Entries shown:
===
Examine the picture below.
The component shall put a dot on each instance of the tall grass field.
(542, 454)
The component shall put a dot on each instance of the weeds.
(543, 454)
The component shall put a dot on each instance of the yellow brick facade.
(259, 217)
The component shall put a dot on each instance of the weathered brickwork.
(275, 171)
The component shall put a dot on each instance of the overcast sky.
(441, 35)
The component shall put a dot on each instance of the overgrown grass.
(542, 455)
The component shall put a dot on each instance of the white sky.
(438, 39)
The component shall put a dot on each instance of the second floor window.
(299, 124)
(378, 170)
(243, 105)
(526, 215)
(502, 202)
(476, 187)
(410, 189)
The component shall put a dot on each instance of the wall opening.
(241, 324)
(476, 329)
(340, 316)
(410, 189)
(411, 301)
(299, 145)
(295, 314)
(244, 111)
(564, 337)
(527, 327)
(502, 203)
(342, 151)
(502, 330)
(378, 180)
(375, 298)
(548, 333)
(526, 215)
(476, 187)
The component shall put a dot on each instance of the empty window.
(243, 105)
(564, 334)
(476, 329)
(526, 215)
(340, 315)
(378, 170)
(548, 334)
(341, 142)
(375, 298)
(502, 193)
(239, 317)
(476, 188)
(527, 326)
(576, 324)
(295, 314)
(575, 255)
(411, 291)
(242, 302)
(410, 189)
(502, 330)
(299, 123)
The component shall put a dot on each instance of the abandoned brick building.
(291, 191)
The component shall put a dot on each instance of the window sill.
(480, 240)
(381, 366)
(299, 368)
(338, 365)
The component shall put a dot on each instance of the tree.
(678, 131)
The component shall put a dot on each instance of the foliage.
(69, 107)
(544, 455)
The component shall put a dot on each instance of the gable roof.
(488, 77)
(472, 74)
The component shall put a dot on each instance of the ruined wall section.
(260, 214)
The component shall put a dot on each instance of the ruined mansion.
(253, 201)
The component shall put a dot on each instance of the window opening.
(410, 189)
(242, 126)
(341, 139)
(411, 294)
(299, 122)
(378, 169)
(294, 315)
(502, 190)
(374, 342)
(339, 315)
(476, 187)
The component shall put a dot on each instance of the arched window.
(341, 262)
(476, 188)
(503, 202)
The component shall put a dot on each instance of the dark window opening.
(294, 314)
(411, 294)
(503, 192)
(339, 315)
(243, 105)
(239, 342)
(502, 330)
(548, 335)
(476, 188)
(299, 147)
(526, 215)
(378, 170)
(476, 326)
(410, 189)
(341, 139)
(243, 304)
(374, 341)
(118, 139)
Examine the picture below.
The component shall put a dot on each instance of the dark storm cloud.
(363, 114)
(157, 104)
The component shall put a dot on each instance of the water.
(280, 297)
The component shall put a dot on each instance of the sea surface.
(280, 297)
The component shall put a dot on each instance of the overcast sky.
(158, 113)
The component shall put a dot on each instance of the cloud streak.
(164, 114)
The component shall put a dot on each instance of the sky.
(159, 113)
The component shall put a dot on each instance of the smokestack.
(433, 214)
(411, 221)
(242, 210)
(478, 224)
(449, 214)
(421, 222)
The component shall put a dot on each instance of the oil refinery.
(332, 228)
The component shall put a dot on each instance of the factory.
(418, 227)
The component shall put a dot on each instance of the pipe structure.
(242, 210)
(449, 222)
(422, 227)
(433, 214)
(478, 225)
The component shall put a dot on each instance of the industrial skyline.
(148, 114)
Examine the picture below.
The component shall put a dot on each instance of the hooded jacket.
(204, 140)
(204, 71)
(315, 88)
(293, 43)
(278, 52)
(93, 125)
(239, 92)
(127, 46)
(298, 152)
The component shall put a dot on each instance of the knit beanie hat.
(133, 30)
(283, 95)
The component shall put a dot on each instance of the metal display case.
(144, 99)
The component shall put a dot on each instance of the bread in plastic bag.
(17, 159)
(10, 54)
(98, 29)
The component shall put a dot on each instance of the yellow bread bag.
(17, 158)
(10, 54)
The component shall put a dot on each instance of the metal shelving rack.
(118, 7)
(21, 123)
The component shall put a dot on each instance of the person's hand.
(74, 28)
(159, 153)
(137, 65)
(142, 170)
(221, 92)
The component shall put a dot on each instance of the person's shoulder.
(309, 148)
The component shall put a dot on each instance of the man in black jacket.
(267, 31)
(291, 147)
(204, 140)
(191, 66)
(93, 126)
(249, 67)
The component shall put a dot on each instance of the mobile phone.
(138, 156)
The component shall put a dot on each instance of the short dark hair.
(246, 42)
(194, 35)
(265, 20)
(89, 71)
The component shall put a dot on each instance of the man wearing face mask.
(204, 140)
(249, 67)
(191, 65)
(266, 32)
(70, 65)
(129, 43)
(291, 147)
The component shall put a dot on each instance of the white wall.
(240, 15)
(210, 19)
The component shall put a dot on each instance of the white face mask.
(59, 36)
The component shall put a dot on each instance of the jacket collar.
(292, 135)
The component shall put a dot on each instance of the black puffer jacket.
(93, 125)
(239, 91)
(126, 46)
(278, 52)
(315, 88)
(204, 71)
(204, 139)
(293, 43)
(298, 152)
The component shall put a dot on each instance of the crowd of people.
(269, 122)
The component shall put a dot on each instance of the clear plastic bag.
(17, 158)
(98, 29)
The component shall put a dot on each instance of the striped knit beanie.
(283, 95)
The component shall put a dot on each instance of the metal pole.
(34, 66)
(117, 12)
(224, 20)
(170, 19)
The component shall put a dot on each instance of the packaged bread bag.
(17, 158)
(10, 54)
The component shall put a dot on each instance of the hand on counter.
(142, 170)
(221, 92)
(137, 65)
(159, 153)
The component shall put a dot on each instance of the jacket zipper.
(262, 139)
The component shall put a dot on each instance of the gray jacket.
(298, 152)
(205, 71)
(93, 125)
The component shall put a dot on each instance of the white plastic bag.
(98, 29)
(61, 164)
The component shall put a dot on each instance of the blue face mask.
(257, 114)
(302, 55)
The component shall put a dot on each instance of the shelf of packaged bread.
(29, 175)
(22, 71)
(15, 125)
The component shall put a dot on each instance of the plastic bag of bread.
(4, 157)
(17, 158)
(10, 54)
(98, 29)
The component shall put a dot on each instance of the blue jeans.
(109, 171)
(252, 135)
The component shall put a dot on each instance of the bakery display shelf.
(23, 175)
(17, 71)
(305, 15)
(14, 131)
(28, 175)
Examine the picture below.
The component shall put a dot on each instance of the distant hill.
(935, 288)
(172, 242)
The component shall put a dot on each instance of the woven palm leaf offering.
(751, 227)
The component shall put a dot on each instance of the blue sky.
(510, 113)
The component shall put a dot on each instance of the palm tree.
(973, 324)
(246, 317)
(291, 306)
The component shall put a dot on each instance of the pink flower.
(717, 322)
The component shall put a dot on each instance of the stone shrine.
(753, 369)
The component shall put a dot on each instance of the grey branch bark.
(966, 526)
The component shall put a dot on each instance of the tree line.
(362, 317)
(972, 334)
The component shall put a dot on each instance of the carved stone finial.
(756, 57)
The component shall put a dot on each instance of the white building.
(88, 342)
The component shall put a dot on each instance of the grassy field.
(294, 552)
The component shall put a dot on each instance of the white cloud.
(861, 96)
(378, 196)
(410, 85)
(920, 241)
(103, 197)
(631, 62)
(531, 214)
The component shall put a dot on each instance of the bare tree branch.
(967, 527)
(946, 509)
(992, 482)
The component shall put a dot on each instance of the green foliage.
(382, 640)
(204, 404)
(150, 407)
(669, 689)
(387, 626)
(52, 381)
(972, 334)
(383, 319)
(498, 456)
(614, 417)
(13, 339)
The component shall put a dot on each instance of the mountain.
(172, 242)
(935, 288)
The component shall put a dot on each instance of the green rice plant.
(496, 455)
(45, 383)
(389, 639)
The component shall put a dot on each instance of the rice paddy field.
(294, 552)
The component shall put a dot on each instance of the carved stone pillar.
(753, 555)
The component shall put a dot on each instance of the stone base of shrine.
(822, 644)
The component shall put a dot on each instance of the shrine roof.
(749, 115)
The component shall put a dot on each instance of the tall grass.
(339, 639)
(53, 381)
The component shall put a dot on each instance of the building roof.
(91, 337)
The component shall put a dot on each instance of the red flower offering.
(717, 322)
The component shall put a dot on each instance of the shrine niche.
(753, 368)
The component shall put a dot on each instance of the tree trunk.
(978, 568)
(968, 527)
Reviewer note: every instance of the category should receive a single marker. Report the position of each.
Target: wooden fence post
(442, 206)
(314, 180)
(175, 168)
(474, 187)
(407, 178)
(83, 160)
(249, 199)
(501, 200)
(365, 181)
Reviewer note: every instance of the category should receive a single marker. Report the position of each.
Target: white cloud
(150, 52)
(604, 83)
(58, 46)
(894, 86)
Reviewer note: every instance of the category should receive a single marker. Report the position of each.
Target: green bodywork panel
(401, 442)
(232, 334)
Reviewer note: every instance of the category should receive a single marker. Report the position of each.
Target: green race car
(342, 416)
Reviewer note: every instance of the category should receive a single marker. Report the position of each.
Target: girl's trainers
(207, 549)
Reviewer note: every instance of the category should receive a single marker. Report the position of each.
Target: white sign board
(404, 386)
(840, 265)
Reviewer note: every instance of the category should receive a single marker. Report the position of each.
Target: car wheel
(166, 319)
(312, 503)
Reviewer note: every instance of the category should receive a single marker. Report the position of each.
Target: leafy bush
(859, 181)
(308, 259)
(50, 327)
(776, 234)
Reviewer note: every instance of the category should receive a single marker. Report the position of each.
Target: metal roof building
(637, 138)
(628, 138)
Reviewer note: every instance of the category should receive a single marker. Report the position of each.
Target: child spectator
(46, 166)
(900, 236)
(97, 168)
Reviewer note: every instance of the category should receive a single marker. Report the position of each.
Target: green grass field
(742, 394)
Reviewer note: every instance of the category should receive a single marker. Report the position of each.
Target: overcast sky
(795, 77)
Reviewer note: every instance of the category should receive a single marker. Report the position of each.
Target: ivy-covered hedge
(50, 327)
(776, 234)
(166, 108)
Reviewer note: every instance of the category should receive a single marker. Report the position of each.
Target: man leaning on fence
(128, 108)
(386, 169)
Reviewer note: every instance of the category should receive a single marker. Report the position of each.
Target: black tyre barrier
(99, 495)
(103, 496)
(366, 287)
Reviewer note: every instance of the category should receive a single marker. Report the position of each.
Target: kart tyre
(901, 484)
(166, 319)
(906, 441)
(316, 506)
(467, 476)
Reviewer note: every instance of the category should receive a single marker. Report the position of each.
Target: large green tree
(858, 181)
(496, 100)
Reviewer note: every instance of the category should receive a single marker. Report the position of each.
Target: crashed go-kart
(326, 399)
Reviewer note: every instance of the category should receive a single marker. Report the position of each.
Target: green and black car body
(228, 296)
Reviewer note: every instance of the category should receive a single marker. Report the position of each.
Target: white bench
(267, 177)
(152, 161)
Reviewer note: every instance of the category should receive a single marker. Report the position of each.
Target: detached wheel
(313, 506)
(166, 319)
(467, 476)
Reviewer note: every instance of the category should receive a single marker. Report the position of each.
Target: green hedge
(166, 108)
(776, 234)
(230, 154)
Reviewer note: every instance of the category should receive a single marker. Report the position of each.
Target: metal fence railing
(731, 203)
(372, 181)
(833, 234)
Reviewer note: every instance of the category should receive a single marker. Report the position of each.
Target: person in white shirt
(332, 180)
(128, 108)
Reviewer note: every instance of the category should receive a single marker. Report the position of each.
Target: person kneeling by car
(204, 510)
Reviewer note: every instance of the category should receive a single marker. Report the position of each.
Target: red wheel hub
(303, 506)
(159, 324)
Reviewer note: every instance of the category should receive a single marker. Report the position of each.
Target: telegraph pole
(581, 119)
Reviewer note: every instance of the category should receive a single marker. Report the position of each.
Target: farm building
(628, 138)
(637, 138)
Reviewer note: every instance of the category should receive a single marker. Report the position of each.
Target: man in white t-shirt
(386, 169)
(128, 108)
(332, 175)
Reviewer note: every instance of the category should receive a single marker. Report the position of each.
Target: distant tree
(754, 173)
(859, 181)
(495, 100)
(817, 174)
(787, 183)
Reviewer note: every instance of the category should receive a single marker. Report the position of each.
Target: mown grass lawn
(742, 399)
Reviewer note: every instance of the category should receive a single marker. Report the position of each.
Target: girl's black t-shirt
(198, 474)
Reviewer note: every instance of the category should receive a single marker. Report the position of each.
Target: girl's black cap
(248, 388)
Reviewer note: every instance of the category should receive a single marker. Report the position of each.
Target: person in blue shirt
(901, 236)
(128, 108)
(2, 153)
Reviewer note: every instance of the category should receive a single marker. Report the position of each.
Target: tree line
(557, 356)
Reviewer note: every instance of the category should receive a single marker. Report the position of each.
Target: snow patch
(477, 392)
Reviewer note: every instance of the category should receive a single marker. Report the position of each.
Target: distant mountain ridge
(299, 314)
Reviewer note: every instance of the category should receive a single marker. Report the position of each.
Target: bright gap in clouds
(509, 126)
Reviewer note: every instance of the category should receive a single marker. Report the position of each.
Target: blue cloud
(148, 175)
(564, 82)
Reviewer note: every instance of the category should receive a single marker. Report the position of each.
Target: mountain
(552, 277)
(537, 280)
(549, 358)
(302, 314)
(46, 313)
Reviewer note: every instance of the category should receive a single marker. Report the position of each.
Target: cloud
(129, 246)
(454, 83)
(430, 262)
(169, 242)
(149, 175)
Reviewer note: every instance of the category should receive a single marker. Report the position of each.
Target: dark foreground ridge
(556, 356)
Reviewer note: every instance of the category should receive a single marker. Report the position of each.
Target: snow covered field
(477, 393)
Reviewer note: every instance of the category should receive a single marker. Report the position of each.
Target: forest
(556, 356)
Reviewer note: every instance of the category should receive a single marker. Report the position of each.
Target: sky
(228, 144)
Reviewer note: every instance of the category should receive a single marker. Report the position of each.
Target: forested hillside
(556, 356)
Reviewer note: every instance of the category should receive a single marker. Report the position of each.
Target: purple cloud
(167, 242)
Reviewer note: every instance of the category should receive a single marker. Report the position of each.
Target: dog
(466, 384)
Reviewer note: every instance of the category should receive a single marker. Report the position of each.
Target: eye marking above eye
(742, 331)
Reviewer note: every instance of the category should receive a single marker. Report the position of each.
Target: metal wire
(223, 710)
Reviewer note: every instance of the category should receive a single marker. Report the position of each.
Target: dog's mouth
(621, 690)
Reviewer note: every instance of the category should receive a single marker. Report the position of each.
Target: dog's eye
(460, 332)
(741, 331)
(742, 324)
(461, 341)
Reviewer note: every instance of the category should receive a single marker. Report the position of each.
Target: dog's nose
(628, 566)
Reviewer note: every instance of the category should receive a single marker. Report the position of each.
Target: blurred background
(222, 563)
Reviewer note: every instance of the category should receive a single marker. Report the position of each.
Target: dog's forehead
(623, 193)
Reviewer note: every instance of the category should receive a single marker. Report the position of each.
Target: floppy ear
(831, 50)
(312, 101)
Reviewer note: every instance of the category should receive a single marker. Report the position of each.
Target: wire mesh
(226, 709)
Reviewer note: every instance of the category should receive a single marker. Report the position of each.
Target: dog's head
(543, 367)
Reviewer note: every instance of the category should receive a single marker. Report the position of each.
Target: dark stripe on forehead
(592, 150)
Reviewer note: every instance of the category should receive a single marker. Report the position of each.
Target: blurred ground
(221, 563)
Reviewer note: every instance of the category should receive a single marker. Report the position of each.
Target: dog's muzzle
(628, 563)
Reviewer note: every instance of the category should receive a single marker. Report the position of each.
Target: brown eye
===
Activity:
Print exactly and only the lines that start at the line with "Target: dog's muzzle" and run through the end of the listing above.

Expected answer:
Target: dog's muzzle
(628, 563)
Reviewer note: every instance of the category should receive a single marker. Report the position of each.
Target: brown eye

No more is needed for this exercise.